■ **Assigned task**: Set out the records as a numbered list, starting from their first line and going through the line that contains "box: [144, 125, 234, 212]", and skip any blank lines.

(Dataset records)
%%
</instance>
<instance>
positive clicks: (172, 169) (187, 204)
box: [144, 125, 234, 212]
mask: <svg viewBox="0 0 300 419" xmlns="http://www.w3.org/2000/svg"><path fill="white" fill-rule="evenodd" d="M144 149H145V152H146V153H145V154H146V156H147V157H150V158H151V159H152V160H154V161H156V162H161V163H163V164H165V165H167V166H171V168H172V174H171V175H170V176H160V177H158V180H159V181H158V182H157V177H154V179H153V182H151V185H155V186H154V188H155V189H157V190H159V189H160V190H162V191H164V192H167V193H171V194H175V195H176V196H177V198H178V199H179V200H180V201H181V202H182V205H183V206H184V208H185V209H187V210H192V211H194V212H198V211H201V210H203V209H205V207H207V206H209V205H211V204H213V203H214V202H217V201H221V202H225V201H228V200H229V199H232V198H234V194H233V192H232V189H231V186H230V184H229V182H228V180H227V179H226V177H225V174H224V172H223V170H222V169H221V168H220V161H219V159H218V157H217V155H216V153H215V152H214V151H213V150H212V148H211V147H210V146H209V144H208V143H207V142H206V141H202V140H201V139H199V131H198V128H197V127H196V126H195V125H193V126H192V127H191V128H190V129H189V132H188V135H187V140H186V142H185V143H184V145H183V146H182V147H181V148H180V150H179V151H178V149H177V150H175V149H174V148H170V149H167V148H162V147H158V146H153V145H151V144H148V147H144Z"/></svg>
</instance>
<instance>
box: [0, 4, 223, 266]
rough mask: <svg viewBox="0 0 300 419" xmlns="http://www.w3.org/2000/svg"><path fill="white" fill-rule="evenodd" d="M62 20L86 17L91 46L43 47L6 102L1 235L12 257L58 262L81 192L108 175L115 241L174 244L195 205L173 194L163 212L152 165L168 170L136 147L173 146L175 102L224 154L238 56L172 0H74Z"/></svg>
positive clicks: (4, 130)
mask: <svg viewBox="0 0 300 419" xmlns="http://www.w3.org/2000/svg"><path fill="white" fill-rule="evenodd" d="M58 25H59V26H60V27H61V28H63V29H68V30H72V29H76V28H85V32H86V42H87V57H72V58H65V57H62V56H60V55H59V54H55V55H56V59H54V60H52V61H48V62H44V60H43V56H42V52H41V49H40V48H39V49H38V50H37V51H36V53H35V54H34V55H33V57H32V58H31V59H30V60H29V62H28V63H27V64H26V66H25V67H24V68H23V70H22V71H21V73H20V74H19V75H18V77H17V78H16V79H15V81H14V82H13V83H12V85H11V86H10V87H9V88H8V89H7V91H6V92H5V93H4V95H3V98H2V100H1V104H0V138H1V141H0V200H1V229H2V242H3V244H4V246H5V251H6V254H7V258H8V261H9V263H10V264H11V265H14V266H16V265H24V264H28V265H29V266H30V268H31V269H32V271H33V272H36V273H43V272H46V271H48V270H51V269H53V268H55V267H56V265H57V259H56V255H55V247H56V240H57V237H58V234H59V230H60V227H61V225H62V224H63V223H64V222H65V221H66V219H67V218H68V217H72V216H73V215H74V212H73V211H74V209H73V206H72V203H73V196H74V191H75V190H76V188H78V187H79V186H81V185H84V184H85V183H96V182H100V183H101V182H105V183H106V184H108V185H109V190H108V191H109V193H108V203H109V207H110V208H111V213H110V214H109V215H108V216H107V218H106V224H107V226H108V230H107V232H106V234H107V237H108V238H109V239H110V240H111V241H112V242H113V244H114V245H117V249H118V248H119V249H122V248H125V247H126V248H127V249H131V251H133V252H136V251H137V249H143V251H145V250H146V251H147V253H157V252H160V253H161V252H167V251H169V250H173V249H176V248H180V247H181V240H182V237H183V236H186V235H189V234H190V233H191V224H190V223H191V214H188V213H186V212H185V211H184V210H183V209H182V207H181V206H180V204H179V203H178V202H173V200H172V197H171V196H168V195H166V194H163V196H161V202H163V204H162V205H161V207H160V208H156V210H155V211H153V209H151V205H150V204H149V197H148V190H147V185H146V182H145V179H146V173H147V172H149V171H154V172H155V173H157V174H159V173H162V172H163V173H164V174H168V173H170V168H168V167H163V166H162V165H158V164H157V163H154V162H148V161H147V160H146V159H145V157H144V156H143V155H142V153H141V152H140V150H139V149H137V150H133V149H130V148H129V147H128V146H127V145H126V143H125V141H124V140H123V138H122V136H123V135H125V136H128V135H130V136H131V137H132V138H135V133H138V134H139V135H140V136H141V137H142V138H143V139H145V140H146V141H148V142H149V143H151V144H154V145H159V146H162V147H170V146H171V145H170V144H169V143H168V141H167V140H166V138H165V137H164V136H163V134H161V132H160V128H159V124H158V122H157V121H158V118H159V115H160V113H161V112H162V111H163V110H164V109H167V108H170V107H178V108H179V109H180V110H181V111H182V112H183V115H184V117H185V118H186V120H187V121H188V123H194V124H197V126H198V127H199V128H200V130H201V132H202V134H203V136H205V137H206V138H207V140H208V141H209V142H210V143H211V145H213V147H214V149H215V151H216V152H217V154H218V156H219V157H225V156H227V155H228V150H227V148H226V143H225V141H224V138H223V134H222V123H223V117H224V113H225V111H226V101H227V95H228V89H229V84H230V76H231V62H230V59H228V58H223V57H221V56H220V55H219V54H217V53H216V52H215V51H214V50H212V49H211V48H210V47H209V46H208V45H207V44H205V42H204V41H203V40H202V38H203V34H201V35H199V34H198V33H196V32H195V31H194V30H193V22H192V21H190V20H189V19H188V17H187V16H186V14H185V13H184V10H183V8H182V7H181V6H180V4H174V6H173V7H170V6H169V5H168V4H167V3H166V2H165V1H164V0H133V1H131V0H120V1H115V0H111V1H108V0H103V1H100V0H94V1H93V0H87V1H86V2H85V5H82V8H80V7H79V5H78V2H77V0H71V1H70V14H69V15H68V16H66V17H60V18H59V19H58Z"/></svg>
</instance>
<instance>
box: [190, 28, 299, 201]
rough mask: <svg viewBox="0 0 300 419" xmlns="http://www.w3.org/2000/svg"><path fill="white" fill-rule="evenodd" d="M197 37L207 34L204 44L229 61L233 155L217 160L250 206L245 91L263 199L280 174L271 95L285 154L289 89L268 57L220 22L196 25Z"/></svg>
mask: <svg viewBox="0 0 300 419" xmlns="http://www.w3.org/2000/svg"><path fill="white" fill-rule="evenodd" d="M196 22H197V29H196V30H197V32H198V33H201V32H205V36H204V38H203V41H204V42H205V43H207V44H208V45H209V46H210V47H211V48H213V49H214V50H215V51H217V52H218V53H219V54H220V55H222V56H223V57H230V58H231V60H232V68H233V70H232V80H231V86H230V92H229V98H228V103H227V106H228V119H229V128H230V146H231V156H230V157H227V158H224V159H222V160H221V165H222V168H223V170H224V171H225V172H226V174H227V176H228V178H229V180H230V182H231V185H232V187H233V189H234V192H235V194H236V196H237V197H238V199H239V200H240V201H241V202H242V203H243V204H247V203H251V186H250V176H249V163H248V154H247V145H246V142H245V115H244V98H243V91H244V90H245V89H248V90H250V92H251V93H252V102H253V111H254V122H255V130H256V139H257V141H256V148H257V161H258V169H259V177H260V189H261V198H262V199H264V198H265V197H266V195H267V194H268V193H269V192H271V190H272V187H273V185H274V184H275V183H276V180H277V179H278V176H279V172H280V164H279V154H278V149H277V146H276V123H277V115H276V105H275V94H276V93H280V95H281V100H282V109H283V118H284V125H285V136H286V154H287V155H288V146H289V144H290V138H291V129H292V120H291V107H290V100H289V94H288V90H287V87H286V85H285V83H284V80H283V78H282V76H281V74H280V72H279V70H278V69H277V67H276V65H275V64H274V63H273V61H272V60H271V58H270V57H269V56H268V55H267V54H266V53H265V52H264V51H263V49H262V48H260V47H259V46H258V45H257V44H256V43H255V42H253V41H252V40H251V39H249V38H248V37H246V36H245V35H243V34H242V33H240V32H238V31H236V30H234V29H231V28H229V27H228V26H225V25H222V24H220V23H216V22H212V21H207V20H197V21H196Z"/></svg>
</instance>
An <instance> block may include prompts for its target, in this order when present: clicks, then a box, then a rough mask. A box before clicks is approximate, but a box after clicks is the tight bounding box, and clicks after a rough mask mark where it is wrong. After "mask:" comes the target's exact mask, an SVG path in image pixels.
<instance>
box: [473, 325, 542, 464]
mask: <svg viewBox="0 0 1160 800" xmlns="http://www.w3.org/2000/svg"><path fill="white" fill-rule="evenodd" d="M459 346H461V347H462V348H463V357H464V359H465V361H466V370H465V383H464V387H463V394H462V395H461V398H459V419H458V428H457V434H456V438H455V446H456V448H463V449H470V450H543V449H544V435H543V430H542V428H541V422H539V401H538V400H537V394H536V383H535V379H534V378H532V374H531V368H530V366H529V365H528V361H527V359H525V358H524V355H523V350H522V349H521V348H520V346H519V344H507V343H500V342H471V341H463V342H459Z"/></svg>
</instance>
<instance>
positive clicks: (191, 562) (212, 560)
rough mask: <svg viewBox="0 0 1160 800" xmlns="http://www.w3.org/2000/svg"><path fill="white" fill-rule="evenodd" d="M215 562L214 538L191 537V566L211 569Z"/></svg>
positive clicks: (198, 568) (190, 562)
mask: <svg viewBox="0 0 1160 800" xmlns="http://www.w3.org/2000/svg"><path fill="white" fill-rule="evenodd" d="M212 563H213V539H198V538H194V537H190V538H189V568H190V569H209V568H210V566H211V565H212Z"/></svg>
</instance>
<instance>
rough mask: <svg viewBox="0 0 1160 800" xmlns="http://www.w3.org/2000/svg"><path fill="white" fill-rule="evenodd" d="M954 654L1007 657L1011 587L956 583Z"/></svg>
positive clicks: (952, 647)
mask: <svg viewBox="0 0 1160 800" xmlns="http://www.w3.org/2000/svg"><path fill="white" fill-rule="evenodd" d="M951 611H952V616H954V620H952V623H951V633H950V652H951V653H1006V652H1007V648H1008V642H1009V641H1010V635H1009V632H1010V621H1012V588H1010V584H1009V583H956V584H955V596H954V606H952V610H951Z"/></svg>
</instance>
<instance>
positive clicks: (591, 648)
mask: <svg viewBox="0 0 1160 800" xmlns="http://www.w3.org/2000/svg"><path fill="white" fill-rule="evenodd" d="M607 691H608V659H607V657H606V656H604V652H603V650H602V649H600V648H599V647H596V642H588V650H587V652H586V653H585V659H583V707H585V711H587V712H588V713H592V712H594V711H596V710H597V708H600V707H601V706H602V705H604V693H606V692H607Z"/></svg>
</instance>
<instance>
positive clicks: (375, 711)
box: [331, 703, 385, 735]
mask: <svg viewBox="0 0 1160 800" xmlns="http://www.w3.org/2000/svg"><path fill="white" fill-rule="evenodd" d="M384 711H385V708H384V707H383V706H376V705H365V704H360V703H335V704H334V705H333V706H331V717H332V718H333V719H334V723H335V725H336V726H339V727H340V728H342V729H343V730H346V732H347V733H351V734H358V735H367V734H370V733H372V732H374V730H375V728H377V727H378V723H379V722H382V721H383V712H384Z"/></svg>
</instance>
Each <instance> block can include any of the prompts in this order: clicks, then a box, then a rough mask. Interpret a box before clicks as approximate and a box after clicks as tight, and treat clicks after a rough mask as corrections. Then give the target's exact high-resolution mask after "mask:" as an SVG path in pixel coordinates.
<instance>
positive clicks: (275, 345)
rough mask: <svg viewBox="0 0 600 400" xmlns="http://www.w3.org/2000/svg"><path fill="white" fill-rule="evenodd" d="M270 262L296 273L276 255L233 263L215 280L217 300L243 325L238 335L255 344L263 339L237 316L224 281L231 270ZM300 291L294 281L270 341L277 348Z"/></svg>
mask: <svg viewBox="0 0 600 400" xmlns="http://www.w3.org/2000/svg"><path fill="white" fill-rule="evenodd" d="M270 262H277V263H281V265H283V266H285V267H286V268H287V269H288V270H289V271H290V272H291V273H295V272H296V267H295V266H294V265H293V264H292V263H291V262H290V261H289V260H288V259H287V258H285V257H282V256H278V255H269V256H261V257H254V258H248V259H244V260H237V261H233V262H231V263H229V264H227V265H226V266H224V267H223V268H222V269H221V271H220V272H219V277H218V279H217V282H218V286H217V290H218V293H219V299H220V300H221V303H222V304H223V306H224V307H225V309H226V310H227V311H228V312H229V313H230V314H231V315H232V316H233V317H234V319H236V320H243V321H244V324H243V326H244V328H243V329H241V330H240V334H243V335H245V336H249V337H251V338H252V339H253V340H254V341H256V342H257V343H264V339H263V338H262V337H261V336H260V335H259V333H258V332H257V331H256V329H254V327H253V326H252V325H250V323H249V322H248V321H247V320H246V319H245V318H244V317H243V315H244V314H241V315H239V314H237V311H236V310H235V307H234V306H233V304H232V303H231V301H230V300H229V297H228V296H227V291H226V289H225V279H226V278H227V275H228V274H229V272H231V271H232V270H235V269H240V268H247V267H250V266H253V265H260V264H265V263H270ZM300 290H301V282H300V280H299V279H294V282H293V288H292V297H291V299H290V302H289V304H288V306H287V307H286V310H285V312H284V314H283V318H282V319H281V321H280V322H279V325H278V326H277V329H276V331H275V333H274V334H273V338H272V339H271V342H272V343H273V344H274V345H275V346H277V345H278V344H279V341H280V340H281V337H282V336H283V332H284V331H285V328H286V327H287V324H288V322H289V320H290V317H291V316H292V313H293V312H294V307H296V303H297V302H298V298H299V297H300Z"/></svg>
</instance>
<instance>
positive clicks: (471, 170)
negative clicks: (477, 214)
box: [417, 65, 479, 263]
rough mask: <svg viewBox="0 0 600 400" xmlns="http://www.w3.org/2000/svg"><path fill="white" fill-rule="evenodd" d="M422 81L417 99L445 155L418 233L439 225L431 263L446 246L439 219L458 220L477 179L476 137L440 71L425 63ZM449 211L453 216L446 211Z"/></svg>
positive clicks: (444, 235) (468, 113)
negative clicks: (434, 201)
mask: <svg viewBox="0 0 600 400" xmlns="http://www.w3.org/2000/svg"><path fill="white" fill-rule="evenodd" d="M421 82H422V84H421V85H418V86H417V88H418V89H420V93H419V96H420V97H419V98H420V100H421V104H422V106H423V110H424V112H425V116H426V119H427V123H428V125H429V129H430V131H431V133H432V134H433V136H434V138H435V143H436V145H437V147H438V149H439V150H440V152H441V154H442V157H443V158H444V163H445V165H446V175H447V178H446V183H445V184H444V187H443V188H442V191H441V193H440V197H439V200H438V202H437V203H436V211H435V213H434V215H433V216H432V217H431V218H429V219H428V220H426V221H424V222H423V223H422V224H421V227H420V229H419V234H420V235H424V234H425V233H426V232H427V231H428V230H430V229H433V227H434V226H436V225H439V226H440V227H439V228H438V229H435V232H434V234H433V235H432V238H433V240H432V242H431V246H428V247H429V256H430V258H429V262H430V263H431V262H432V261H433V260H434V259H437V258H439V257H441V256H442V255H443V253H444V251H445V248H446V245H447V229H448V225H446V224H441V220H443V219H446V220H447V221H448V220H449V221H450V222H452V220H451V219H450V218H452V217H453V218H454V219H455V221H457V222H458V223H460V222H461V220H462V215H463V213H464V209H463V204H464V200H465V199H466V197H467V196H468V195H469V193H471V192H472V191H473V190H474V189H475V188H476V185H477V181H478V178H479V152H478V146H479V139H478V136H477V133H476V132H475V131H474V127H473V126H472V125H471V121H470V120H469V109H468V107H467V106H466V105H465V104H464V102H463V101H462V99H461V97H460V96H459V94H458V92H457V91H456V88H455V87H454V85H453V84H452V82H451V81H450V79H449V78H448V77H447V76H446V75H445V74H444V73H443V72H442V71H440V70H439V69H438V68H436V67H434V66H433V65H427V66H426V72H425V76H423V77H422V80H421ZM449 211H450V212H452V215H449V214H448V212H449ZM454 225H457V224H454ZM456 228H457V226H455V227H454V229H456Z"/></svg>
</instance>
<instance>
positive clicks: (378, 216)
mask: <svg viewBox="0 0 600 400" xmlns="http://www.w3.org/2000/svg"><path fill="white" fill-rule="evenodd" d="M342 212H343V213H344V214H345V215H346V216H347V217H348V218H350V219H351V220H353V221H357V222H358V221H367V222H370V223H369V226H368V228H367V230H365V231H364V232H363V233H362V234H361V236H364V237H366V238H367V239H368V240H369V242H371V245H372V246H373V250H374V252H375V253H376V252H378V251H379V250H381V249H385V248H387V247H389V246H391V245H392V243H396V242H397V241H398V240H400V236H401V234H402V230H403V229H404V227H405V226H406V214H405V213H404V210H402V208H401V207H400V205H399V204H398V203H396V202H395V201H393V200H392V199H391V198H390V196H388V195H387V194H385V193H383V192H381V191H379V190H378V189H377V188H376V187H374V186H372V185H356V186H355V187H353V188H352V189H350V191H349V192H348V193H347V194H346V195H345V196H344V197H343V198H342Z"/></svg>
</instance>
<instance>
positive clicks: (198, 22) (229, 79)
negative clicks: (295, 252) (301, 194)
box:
%%
■ **Answer below**:
1. </instance>
2. <instance>
3. positive clicks: (172, 169) (187, 204)
4. box: [144, 125, 234, 212]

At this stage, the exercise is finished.